((

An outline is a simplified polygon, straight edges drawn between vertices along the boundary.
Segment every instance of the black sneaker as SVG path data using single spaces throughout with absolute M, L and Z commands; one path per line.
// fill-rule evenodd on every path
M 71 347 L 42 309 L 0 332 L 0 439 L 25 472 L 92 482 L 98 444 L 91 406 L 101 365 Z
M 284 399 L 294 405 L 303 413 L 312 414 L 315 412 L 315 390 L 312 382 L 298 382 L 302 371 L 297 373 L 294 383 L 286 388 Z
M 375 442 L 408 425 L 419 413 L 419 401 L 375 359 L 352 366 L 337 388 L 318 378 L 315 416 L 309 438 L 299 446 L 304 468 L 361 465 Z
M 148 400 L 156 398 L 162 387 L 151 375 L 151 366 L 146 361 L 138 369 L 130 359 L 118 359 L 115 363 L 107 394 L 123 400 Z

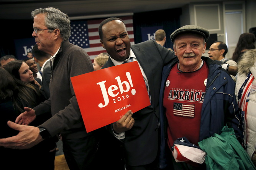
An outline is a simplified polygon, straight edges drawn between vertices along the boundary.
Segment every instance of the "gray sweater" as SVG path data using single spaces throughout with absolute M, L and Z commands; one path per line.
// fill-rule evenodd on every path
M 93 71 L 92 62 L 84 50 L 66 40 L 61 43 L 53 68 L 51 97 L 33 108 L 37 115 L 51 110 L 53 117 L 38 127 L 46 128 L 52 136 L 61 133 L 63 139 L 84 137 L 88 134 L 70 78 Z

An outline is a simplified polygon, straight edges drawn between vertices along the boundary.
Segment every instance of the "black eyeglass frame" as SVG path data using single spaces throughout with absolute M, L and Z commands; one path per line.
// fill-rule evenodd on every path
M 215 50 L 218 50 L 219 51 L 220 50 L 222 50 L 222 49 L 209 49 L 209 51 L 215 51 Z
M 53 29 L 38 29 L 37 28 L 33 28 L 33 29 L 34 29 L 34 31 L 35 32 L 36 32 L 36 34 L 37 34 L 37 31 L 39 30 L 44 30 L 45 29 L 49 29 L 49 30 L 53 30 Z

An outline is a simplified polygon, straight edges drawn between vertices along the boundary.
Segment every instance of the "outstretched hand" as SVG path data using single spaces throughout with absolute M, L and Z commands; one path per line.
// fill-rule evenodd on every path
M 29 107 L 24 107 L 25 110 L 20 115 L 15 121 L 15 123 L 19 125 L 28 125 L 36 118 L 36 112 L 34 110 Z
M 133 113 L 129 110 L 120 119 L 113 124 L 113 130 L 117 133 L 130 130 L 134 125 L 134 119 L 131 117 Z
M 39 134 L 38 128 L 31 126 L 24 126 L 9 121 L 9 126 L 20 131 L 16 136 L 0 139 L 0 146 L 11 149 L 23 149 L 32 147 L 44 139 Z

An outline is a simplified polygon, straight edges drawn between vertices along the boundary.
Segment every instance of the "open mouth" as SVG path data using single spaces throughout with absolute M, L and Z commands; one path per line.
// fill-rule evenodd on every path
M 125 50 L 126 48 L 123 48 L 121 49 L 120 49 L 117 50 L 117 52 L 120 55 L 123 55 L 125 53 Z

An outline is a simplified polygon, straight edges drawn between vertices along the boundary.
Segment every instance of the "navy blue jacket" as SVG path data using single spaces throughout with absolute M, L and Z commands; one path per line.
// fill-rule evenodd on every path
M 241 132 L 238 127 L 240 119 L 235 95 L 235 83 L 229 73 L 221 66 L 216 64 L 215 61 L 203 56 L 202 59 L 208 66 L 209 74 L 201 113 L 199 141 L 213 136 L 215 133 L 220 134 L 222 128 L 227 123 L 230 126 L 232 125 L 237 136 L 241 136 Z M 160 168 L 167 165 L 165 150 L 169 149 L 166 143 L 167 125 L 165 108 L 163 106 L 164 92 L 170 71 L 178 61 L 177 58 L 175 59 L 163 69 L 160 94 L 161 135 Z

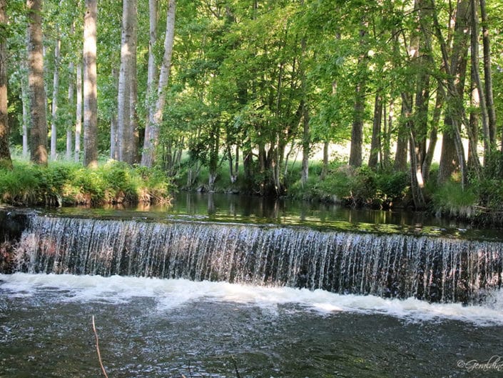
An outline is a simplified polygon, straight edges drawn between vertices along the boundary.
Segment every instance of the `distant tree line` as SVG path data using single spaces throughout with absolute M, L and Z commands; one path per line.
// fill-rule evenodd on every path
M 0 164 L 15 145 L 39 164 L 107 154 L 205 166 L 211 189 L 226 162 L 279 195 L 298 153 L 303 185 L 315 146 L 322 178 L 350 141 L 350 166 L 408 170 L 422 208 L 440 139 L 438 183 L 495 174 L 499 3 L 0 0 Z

))

▸ **WHAT THIS TASK INVOLVES**: Reproduce all of the lines above verbatim, and leave out the pictures.

▸ **SOLUTION**:
An outline is a simplified polygon, straight edges drawn between vertices along the boundary.
Segment every instance of the black sneaker as SVG path data using single spaces throughout with absolute M, L and Z commands; one path per line.
// fill-rule evenodd on every path
M 71 347 L 42 309 L 0 332 L 0 439 L 25 472 L 92 482 L 98 444 L 91 406 L 101 365 Z
M 284 399 L 294 405 L 303 413 L 312 414 L 315 412 L 315 390 L 312 382 L 298 382 L 302 371 L 297 373 L 294 383 L 286 388 Z
M 375 442 L 408 425 L 419 413 L 419 401 L 375 359 L 352 366 L 337 388 L 318 378 L 315 416 L 309 438 L 299 446 L 304 468 L 361 465 Z
M 148 400 L 156 398 L 162 387 L 151 375 L 151 366 L 146 361 L 138 369 L 130 359 L 118 359 L 115 363 L 107 394 L 123 400 Z

An outline is a simplified polygon, straight edges drawn between vertices along the boundary.
Segment every instance of the "gray sweater" as SVG path data using single spaces throughout with absolute M, L and Z commands; one path per line.
// fill-rule evenodd on every path
M 93 71 L 92 62 L 84 50 L 66 40 L 61 43 L 53 68 L 51 97 L 33 108 L 37 115 L 51 110 L 53 117 L 38 127 L 46 128 L 52 136 L 61 133 L 63 139 L 84 137 L 88 134 L 70 78 Z

An outline is a simplified polygon, straight edges drawn between vertices along the boundary.
Segment every instance of the "black eyeglass frame" as SVG path data using single spaces throughout with absolute M, L and Z commands; one path per line.
// fill-rule evenodd on every path
M 215 50 L 218 50 L 219 51 L 220 50 L 222 50 L 222 49 L 209 49 L 209 51 L 215 51 Z
M 53 29 L 38 29 L 37 28 L 33 28 L 33 29 L 34 29 L 34 31 L 35 32 L 36 32 L 36 34 L 37 34 L 37 31 L 39 30 L 44 30 L 45 29 L 49 29 L 49 30 L 53 30 Z

An outline is a simplified polygon, straight edges drawn between vertices along the boundary.
Segment every instance of the "outstretched hand" as SVG path data using single spaces throughout with absolute M, L and Z commands; one path per line.
// fill-rule evenodd on every path
M 29 107 L 24 107 L 25 110 L 20 115 L 15 121 L 15 123 L 19 125 L 28 125 L 36 118 L 36 112 L 34 110 Z
M 133 113 L 129 110 L 120 119 L 113 124 L 113 130 L 117 133 L 130 130 L 134 125 L 134 119 L 131 117 Z
M 39 134 L 38 128 L 31 126 L 24 126 L 9 121 L 9 126 L 20 131 L 16 136 L 0 139 L 0 146 L 11 149 L 23 149 L 32 147 L 44 139 Z

An outline is a simplified polygon, straight edges drawn between vertices along the boundary.
Segment every instance of the "open mouth" as SVG path data using single spaces throughout with absolute M, L and Z commands; one path per line.
// fill-rule evenodd on every path
M 125 50 L 126 48 L 123 48 L 121 49 L 120 49 L 117 50 L 117 52 L 120 55 L 123 55 L 125 53 Z

An outline is a simplified polygon, straight edges drawn between vertices along the boundary.
Segment every instance of the "navy blue jacket" as SVG path data using single spaces throughout with absolute M, L and Z commands; one path per line.
// fill-rule evenodd on every path
M 241 132 L 238 127 L 240 119 L 235 95 L 235 83 L 229 73 L 221 66 L 216 64 L 215 61 L 203 56 L 202 59 L 208 66 L 209 74 L 201 113 L 199 141 L 213 136 L 215 133 L 220 134 L 222 128 L 227 123 L 230 126 L 232 125 L 237 136 L 241 136 Z M 160 168 L 167 165 L 165 150 L 169 149 L 166 143 L 167 125 L 165 108 L 163 106 L 164 92 L 170 71 L 178 61 L 177 58 L 175 59 L 163 69 L 160 94 L 161 135 Z

An outline is a simplified polygon, straight edges drawn between vertices along the boundary.
Segment every instance of the `distant tree line` as SVG path data using single spaces throughout with absolute M, L and Z commands; one path per line.
// fill-rule evenodd on every path
M 0 164 L 15 145 L 39 164 L 107 154 L 205 166 L 211 189 L 226 162 L 279 195 L 298 153 L 303 185 L 315 146 L 322 178 L 350 141 L 350 166 L 408 170 L 422 208 L 440 139 L 438 183 L 495 174 L 499 3 L 0 0 Z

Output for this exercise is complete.